Going “Beyond the Debt Cycle”

Zebert L. BrownThere are several reasons people fall into debt – a job lose, severe illness or series injury, divorce, death of a loved one, poor spending habits or plain old careless with their money.  Regardless of the reason why, the question each person asks once they find themselves in debt is “how do I get out”?

As I read over the various blogs that cover personal financial management, each mentions the following as important first steps towards resolving your debt woes:

  1. Acknowledging that you have a debt problem; and,

  2. Start a budget.

Both are prudent first steps, yet both can be very difficult steps to take.

Most people who find themselves in debt are afraid to admit they’re having difficulty managing their finances properly.  Simply put:  pride gets in the way.  At our core, we don’t want to be viewed as a failure. However, by acknowledging that you need help managing the household finances, you’re seeking the assistance you need to think through financial matters that not only impact yourself but your entire family.  As explain in chapters 1 and 2 of my book (see byline below), your family should be involved in the budgeting process so that everyone understands your household’s financial situation  and helps to keep things on track.  But what if you’re single?  Where should you turn for help?  As mentioned in a previous blogpost, “10 Tips to Improving Your Financial Literacy,” agencies such as Consumer Credit Counseling, your local community college or your bank can all be of assistance.

Acknowledging you’re having difficulty managing your household finances may be easier than drafting and maintaining a budget, however.  The reason most people don’t like living with a budget is  they believe budgets are too restrictive.  I certainly use to think that way.  It wasn’t until my wife and I realized we were starting to miss payments to our creditors and beginning to bounces checks that we realized we needed to do something different about managing our household finances.  As we sat down with our bills, recent bank statements and our cash receipts and began the first rough draft of our budget, we began to see a couple of patterns emerge.  First, we were spending way too much on dining out (for lunch mostly).  Second, we were relying on memory to ensure one of us was paying specific bills on time.  Once we were able to see how negative spending habits and a lack of focus were hurting our bottom line, we were able to draft a well-constructed budget plan that took both our input into account. We also realized that we need to forecast our spending beyond the next paycheck to tackle any unforeseen circumstances that might crop up.  By forecasting our expenditures 3-6 months out, we were able to absorb added short-term expenses without significantly impacting our long-term financial goals.  And that brings me to a broader point concerning your budget:  it’s merely a tool to help you manage your money as you see fit.  Nothing more, nothing less.

* _TASKS AND EXERCISES_
a) Please decide whether each statement agrees with the post on getting out of debt: (i) the author and his wife found they were spending too much on dining out; (ii) the author forecast spending one month ahead; (iii) the author says single people have nowhere to turn for help. Answer yes or no for each and quote the deciding words.
b) Extend the post on getting out of debt, starting after its final sentence.
The lines that come next are separate material, unrelated to the post on getting out of debt.

* _EXTRACTED RECORDS_

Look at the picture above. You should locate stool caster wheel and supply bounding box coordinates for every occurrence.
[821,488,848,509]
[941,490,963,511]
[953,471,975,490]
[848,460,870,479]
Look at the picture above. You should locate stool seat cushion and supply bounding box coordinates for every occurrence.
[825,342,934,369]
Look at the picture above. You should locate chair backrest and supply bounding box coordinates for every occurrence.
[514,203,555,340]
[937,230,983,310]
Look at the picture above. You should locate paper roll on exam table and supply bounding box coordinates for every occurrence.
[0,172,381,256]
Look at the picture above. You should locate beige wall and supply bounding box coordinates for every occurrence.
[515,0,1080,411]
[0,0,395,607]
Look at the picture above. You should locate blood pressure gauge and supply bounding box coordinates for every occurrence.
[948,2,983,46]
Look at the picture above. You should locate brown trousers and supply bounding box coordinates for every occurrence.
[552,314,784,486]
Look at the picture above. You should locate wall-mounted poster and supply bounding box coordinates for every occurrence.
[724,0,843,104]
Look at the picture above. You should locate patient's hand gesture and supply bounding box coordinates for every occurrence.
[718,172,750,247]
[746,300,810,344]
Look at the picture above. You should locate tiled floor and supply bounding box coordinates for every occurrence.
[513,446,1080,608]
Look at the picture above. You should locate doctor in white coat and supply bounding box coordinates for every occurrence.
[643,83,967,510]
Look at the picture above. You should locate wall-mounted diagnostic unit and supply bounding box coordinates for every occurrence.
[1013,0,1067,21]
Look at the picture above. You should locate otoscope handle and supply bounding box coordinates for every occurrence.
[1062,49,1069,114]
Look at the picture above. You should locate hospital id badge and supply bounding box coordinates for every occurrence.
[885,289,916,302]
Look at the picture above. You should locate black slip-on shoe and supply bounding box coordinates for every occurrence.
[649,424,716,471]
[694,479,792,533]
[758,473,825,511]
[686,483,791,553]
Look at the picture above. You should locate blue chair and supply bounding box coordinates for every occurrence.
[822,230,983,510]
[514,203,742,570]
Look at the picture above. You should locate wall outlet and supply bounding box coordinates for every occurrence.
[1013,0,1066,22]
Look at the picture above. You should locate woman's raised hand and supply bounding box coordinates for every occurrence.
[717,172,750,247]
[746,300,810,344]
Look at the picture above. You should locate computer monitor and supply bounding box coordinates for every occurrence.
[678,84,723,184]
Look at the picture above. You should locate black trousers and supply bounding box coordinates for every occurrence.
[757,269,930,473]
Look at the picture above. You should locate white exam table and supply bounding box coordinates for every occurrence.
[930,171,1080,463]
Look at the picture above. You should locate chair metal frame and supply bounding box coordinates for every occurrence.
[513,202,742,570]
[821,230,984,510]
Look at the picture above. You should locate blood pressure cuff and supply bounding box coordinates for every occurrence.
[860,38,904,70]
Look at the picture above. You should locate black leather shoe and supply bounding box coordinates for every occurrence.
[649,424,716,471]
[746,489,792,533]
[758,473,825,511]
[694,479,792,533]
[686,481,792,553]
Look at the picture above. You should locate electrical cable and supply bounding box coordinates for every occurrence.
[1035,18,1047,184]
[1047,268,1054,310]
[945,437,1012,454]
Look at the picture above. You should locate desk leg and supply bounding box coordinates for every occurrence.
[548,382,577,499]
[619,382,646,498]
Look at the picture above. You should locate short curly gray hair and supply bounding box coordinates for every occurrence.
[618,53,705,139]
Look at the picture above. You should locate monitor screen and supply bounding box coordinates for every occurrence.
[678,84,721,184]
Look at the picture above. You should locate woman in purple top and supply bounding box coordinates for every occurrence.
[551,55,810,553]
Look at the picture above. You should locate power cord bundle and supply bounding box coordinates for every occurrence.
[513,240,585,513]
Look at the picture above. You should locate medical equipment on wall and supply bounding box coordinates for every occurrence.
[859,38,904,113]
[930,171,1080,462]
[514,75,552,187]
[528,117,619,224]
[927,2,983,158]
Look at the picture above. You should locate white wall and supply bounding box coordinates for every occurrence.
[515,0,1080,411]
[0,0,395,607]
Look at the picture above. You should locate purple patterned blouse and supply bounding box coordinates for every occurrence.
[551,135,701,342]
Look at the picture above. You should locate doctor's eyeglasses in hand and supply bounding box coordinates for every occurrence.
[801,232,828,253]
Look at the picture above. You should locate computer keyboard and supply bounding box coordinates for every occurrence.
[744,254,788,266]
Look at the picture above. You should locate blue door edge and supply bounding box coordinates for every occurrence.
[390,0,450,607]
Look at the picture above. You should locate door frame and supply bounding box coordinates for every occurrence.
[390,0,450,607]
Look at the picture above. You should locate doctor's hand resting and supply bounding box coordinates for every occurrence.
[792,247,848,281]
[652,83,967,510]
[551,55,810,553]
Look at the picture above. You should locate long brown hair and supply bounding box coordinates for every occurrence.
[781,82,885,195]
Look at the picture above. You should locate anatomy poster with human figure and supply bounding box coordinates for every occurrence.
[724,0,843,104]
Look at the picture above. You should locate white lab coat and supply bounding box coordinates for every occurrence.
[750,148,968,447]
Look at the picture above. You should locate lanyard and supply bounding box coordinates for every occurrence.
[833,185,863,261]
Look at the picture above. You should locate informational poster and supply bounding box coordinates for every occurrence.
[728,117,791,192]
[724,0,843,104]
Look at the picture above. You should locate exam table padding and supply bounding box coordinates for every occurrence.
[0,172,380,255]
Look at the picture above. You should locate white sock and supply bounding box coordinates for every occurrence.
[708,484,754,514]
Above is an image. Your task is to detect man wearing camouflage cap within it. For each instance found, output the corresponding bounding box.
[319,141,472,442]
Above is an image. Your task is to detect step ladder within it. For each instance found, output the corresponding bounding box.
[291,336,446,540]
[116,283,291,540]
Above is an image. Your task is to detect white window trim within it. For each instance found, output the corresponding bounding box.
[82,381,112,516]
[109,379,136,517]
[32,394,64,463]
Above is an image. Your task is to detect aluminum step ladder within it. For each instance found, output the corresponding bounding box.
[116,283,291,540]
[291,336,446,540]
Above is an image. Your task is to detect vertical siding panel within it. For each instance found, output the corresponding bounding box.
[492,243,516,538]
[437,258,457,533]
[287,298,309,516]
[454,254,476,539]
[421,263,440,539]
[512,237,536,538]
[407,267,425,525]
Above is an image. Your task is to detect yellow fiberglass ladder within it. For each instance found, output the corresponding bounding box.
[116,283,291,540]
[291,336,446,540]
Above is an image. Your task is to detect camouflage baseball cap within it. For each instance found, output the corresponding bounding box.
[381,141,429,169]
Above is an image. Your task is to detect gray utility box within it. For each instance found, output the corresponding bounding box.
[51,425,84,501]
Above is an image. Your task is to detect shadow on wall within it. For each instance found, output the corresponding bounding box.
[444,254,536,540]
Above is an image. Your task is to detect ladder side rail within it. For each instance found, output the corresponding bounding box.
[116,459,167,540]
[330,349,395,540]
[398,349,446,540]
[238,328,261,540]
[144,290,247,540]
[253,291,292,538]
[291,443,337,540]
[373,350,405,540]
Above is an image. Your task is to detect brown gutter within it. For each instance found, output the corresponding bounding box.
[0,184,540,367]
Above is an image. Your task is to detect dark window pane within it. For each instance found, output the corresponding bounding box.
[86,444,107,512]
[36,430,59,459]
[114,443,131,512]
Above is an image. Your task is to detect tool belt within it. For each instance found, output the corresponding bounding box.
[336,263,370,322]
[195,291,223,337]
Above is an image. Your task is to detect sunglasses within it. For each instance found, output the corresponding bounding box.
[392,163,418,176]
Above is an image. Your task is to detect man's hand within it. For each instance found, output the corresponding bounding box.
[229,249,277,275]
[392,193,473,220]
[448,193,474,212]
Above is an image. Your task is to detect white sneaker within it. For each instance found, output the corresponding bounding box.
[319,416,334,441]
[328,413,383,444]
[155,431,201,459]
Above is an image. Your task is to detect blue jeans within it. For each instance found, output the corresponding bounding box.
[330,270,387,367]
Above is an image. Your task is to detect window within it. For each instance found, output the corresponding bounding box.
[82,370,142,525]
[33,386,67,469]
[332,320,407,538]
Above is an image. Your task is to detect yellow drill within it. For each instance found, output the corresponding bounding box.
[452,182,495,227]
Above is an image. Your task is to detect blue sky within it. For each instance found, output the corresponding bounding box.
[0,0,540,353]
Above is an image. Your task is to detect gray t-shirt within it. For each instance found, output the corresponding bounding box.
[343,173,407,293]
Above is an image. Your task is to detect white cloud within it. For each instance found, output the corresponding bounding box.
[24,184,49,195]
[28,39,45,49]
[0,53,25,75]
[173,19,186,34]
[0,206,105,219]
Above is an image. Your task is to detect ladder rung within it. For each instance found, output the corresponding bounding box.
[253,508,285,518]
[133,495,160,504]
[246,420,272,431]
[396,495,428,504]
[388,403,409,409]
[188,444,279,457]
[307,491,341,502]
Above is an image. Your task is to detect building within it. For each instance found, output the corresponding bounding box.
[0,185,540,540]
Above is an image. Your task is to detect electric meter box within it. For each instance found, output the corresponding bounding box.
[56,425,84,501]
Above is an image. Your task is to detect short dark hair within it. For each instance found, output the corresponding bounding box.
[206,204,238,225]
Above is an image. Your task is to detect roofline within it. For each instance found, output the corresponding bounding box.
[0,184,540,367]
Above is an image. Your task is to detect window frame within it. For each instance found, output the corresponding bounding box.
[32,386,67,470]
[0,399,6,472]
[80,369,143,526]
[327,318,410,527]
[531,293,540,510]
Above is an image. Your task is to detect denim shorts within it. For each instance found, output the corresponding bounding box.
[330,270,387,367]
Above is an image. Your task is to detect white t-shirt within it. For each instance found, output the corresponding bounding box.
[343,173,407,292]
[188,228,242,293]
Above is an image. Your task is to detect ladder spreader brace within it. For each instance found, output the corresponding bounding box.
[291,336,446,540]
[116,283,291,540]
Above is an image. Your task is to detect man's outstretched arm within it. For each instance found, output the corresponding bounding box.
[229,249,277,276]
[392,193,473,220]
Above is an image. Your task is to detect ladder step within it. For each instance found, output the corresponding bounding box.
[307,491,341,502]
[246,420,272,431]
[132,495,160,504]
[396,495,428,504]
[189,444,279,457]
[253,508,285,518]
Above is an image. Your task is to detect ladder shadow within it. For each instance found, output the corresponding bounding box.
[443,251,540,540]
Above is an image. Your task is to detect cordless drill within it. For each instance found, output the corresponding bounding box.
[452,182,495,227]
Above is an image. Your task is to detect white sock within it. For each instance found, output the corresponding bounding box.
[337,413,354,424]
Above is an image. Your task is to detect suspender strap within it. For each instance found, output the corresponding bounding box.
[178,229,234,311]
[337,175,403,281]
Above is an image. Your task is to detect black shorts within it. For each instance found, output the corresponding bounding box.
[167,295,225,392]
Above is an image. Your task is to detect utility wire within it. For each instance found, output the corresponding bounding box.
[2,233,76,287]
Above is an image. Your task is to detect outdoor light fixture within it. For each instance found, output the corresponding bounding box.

* _RESPONSES PER TASK_
a)
(i) Yes: "we were spending way too much on dining out (for lunch mostly)."
(ii) No: "By forecasting our expenditures 3-6 months out"
(iii) No: "agencies such as Consumer Credit Counseling, your local community college or your bank can all be of assistance."

b)
Use your budget to help keep track of your earnings, expenditures and long-term financial goals.  I want to emphasize that last part.  I think it’s important for people to understand that your budget shouldn’t be a static document.  I should change as the circumstances of your life changes.  Furthermore, just because you may have to cut back and live within your means (or below them) in order to get your finances on track doesn’t mean you have to always go without.  You can – and should – incorporate leisure time activities into your budget plan. Such activities could be as inexpensive as planning a special family meal once a week or renting your favorite movies including everyone’s favorite snacks.  My point is, such leisure time activities don’t have to be extravagant.  Just plan ahead and be creative again taking input from your family.  Unfortunately, many consumers believe that “keeping up with the Jones’” – image – is more important than living debt-free.  To some, debt is just another part of life.  But I would argue that living debt-free is a better way of life because you’re in control.  Instead of being dictated to as to how to spend your money, you get to call the shots.  And wouldn’t you rather be in control of your financial future than having someone else control it for you?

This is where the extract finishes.